**Exercise:**
Rewrite all of the items below, replacing each "format_hint" with "layout_hint" and changing nothing else. Leave the pictures out.
Start of Exercise data
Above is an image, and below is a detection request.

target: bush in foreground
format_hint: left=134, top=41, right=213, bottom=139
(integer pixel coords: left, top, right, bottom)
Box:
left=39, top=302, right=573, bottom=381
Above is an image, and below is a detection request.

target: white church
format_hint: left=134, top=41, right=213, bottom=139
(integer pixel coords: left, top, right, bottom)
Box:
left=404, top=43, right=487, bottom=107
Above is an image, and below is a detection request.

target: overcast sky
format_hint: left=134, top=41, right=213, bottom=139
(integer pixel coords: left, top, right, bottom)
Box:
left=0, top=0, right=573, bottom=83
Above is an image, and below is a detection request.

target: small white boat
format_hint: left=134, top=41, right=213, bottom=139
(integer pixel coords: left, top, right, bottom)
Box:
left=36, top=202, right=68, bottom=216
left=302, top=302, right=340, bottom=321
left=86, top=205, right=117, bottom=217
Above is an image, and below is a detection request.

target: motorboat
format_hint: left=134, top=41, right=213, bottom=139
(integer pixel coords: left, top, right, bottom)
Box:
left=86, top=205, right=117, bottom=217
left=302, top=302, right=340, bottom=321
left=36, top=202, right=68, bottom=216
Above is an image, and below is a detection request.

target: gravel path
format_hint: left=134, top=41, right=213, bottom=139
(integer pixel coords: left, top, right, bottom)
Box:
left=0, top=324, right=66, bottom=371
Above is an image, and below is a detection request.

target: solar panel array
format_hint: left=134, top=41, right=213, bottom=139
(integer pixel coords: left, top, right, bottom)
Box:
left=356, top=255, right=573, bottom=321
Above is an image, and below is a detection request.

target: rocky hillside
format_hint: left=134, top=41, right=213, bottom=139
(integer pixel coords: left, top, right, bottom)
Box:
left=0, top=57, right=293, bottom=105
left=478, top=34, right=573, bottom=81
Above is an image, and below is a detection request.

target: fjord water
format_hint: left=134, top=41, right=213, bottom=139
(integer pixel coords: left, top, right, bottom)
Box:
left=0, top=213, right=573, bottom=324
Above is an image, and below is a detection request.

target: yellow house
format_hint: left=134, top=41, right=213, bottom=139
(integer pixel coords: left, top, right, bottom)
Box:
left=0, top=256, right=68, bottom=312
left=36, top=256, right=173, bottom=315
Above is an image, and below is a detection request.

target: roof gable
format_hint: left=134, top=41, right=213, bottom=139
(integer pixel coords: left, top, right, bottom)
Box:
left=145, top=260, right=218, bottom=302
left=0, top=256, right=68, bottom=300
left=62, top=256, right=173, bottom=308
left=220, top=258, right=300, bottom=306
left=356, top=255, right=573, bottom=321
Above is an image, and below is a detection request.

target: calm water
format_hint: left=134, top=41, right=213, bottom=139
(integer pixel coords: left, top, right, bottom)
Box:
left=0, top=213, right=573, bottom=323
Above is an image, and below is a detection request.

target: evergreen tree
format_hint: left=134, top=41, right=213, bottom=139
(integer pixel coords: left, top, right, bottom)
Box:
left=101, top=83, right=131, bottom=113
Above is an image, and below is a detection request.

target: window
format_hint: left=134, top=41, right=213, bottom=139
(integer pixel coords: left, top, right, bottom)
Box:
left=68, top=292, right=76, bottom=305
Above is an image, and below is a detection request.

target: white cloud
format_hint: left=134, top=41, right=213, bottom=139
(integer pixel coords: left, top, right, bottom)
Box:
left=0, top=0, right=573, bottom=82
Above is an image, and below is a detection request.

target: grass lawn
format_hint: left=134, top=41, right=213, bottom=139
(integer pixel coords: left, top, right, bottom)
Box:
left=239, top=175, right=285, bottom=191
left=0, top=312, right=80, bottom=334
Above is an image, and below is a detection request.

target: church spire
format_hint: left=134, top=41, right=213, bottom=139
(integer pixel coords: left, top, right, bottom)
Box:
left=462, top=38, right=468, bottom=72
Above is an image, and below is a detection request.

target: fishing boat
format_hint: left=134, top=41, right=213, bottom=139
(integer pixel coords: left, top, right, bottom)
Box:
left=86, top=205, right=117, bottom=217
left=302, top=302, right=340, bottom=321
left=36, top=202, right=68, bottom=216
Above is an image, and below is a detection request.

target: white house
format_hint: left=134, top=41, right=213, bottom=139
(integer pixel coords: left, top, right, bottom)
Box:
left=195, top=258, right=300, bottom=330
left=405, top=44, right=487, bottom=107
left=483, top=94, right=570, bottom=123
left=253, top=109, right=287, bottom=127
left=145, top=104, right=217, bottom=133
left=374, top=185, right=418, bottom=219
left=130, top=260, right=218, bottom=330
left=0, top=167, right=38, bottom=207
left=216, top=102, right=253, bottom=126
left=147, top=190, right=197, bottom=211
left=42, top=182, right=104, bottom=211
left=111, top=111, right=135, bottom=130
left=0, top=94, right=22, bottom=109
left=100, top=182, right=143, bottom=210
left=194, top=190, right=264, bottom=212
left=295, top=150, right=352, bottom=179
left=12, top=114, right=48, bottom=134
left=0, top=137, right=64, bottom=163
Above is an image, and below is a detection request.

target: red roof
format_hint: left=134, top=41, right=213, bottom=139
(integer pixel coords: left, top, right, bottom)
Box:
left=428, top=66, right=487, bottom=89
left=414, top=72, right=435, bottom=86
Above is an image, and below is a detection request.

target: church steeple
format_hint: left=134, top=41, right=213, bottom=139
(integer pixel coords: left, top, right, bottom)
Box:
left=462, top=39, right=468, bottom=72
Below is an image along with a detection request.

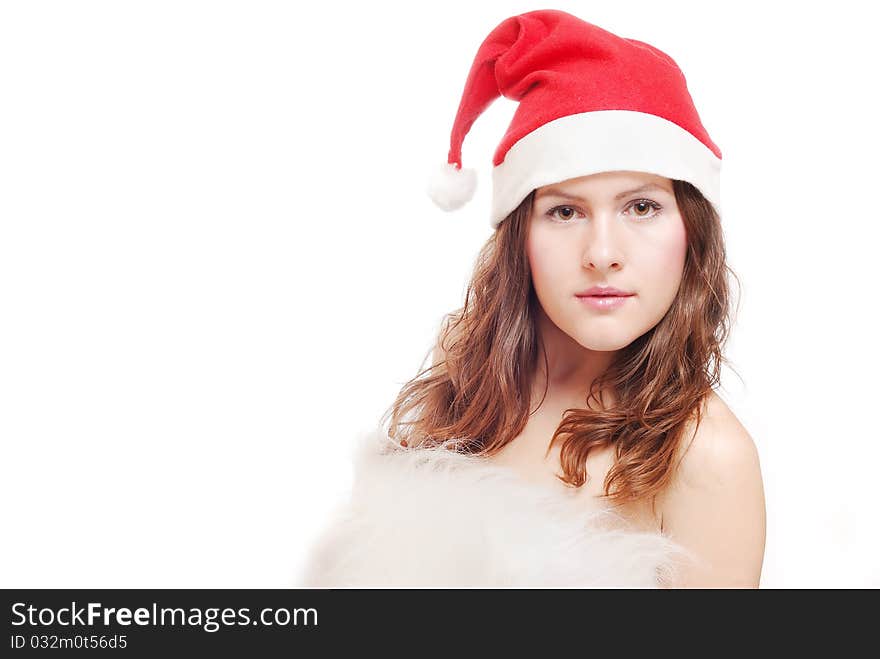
End of Exercise data
**Task response:**
Above is an image, and below is a detection request.

target: bush in foreground
layout_hint: left=134, top=41, right=213, bottom=139
(integer pixel coords: left, top, right, bottom)
Box:
left=39, top=302, right=573, bottom=381
Above is an image, and below is a detection request.

target: white church
layout_hint: left=134, top=41, right=213, bottom=139
(integer pixel coords: left, top, right, bottom)
Box:
left=404, top=43, right=487, bottom=107
Above is an image, and below is a detection request.

target: overcast sky
layout_hint: left=134, top=41, right=213, bottom=139
(integer pixel coords: left, top, right, bottom)
Box:
left=0, top=0, right=573, bottom=83
Above is an image, and below is a detection request.

target: small white boat
layout_hint: left=134, top=41, right=213, bottom=139
(integer pixel coords: left, top, right, bottom)
Box:
left=36, top=202, right=68, bottom=216
left=302, top=302, right=340, bottom=321
left=86, top=205, right=117, bottom=217
Above is an image, and below is a detection request.

target: motorboat
layout_hint: left=134, top=41, right=213, bottom=139
(integer pixel coords: left, top, right, bottom)
Box:
left=86, top=205, right=117, bottom=217
left=302, top=302, right=340, bottom=321
left=36, top=202, right=68, bottom=216
Above is an image, and below is a detection request.

target: gravel path
layout_hint: left=134, top=41, right=213, bottom=139
(integer pixel coords: left, top, right, bottom)
Box:
left=0, top=324, right=66, bottom=371
Above is an image, and below is a detection request.

target: solar panel array
layout_hint: left=134, top=41, right=213, bottom=139
(integer pixel coords: left, top, right, bottom)
Box:
left=356, top=255, right=573, bottom=321
Above is an image, and below is a detection request.

target: rocky hillside
layout_hint: left=134, top=41, right=213, bottom=139
(integer pixel coords: left, top, right, bottom)
Box:
left=0, top=57, right=293, bottom=105
left=478, top=34, right=573, bottom=81
Above is an image, and below is a detection request.

target: fjord water
layout_hint: left=134, top=41, right=213, bottom=139
(integer pixel coords: left, top, right, bottom)
Box:
left=0, top=213, right=573, bottom=324
Above is an image, and below is a detection request.

target: yellow house
layout_hint: left=134, top=41, right=213, bottom=139
(integer pixel coords: left, top, right, bottom)
Box:
left=0, top=256, right=68, bottom=312
left=36, top=256, right=173, bottom=315
Above is an image, and below is a detection request.

target: roof gable
layout_hint: left=134, top=41, right=213, bottom=139
(integer pixel coords: left, top, right, bottom)
Box:
left=145, top=260, right=218, bottom=302
left=0, top=256, right=68, bottom=300
left=62, top=256, right=173, bottom=308
left=220, top=258, right=300, bottom=306
left=356, top=255, right=573, bottom=321
Above is an image, and below is a detection request.

target: calm water
layout_hint: left=134, top=41, right=213, bottom=139
(integer pixel coords: left, top, right, bottom)
Box:
left=0, top=213, right=573, bottom=323
Above is an image, and below is a detection request.

target: evergreen tree
layout_hint: left=134, top=41, right=213, bottom=139
(integer pixel coords: left, top, right, bottom)
Box:
left=101, top=83, right=131, bottom=113
Above is an image, and below is a detection request.

target: window
layout_hint: left=134, top=41, right=213, bottom=139
(integer pixel coords: left, top, right, bottom)
Box:
left=68, top=292, right=76, bottom=305
Above is an image, and below is a detection request.

target: white cloud
layout_hint: left=134, top=41, right=213, bottom=139
(integer pixel coords: left, top, right, bottom)
Box:
left=0, top=0, right=573, bottom=82
Above is an image, and below is a detection request.

target: grass lawn
layout_hint: left=134, top=41, right=213, bottom=139
(integer pixel coords: left, top, right, bottom)
Box:
left=239, top=175, right=285, bottom=191
left=0, top=312, right=80, bottom=334
Above is an image, and below is a detection request.

target: church spire
layout_hint: left=134, top=41, right=213, bottom=139
(integer pixel coords: left, top, right, bottom)
Box:
left=462, top=38, right=468, bottom=72
Above is an image, and below is a detection request.

target: fishing boat
layout_hint: left=134, top=41, right=213, bottom=139
(integer pixel coords: left, top, right, bottom)
Box:
left=86, top=205, right=117, bottom=217
left=302, top=302, right=340, bottom=321
left=36, top=202, right=68, bottom=216
Above is an image, and below is a detection request.

target: white house
layout_hint: left=134, top=41, right=213, bottom=139
(integer pixel coords: left, top, right, bottom)
Box:
left=195, top=258, right=300, bottom=330
left=405, top=44, right=487, bottom=107
left=483, top=94, right=570, bottom=123
left=253, top=109, right=287, bottom=127
left=145, top=104, right=217, bottom=133
left=374, top=185, right=418, bottom=219
left=130, top=260, right=218, bottom=330
left=0, top=167, right=38, bottom=207
left=216, top=102, right=253, bottom=126
left=147, top=190, right=197, bottom=211
left=42, top=182, right=104, bottom=211
left=111, top=111, right=135, bottom=130
left=0, top=94, right=22, bottom=109
left=100, top=182, right=143, bottom=210
left=194, top=190, right=264, bottom=212
left=295, top=150, right=352, bottom=179
left=12, top=114, right=48, bottom=134
left=0, top=137, right=64, bottom=163
Above is an image, and below is a detection request.

target: red roof
layout_hint: left=134, top=41, right=213, bottom=139
(integer pixel coords: left, top, right, bottom)
Box:
left=428, top=66, right=487, bottom=89
left=414, top=72, right=435, bottom=86
Above is an image, and below is a detection request.

target: church steeple
layout_hint: left=134, top=41, right=213, bottom=139
(integer pixel coords: left, top, right, bottom)
Box:
left=462, top=39, right=468, bottom=72
Below is an image along with a detection request.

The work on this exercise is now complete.